Stored data entries
----
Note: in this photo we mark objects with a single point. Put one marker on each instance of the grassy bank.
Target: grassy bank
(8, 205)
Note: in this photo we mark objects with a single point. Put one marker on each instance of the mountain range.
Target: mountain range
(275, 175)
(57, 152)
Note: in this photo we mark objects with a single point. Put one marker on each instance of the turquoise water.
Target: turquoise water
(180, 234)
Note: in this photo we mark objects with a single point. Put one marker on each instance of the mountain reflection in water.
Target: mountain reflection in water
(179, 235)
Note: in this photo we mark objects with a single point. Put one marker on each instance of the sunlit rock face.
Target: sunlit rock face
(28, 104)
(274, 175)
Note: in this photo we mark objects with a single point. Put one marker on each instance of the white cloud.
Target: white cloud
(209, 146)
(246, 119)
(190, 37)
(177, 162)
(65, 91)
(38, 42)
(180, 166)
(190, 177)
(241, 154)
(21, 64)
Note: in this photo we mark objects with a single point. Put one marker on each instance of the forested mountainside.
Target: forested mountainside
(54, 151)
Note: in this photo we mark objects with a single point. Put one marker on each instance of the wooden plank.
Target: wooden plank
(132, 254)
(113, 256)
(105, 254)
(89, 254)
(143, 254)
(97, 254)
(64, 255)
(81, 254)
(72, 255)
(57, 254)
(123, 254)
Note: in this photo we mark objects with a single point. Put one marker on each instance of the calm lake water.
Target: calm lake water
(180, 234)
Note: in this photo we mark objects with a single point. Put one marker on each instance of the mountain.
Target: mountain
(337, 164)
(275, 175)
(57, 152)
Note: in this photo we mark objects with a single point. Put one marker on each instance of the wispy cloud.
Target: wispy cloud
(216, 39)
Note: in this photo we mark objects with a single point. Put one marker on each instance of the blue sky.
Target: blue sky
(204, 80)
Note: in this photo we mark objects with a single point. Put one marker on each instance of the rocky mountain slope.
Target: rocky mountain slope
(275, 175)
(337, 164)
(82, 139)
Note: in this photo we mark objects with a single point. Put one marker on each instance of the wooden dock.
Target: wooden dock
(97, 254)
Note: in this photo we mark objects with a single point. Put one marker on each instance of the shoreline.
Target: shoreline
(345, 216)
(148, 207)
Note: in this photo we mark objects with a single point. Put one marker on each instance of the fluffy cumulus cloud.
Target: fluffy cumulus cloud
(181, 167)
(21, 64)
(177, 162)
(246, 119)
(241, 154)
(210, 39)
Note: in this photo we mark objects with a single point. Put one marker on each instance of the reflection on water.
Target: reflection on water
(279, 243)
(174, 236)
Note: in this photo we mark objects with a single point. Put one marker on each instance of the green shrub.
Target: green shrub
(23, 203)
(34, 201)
----
**Exercise brief**
Your output should match the records above word for word.

**Completed task**
Note: in this photo we mark objects with a single point. Put one marker on each instance of the grassy bank.
Target: grassy bank
(8, 205)
Note: in this photo we mark objects with a single point. Put one marker on each instance of the mountain range.
Target: mountain range
(275, 175)
(57, 152)
Note: in this photo we mark objects with a single point. Put one marker on each instance of the turquoise water.
Target: turquoise water
(180, 234)
Note: in this photo we mark objects with a single point. Put one marker on each instance of the mountain reflection in water.
Target: mountain reflection in water
(179, 235)
Note: in this photo we mark objects with a single point. Put one marker on each instance of the sunlit rock face.
Target: sunlit rock face
(28, 104)
(274, 175)
Note: in this photo we mark objects with a single point. Put one marker on each instance of the white cloud.
Target: white cloud
(209, 146)
(246, 119)
(190, 37)
(177, 162)
(65, 91)
(38, 42)
(180, 166)
(190, 177)
(241, 154)
(21, 64)
Note: in this photo we mark objects with a single point. Put one marker on each instance of the forested mountainside.
Target: forested mountainside
(54, 151)
Note: in this photo we mark objects with a single point. Put one marker on each instance of the wooden plank.
Target: wooden plank
(132, 254)
(113, 256)
(105, 254)
(89, 254)
(143, 254)
(97, 254)
(64, 255)
(81, 254)
(72, 255)
(57, 254)
(123, 254)
Note: in this photo we mark objects with a single point. Put one marker on each instance of the calm lake water.
Target: calm lake water
(180, 234)
Note: in this photo we mark objects with a single point. Put one marker on each instance of the mountain.
Target: mountain
(337, 164)
(275, 175)
(57, 152)
Note: in this photo we mark objects with a single point. Put one marker on each instance of the wispy cloud.
Target: wispy cloud
(216, 39)
Note: in this photo we mark objects with a single point. Put one marker on each instance of the blue sky.
Target: blue sky
(204, 80)
Note: in this photo we mark objects with a single point. Put one marker on each instance of the rocky mountain slope.
Target: rocky mountain slope
(275, 175)
(337, 164)
(82, 139)
Note: in this photo we mark objects with a single point. Put one marker on each instance of the wooden dock.
Target: wooden dock
(97, 254)
Note: in this photo we mark objects with a single point. Put one marker on each instance of the shoreline.
Target: shoreline
(345, 216)
(148, 207)
Note: in this photo we mark objects with a single point. Put one marker on each instance of the fluffy cumulus cloud.
Target: fluffy cumulus cloud
(181, 167)
(21, 64)
(177, 162)
(246, 119)
(241, 154)
(210, 39)
Note: in this photo we mark objects with a single point. Put one marker on each instance of the reflection on water.
Target: reflection on water
(279, 243)
(174, 236)
Note: in this photo we mark objects with a single point. Put one marker on each instance of the green shrub.
Target: green shrub
(23, 203)
(34, 201)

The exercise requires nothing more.